* [ACTIVITY]:
Only a number is wanted here: the number of lines of the data that include "above".
======== DATASET EXTRACT
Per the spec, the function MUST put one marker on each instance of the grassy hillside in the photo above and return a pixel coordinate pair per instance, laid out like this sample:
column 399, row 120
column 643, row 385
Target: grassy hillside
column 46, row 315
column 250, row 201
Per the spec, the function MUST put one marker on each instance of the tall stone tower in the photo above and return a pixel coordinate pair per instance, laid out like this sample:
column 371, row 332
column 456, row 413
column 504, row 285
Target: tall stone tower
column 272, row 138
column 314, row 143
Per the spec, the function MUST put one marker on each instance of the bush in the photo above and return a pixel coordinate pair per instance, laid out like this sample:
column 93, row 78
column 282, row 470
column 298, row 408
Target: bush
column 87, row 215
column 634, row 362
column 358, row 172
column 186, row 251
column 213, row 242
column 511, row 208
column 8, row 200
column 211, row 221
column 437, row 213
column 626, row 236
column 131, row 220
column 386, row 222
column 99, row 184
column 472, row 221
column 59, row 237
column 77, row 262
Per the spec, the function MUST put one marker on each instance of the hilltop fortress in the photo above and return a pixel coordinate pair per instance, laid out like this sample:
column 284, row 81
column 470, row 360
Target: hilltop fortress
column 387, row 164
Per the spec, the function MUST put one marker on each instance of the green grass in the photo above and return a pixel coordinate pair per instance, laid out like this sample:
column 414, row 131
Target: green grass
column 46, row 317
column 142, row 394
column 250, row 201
================
* [WRITTEN SOLUTION]:
5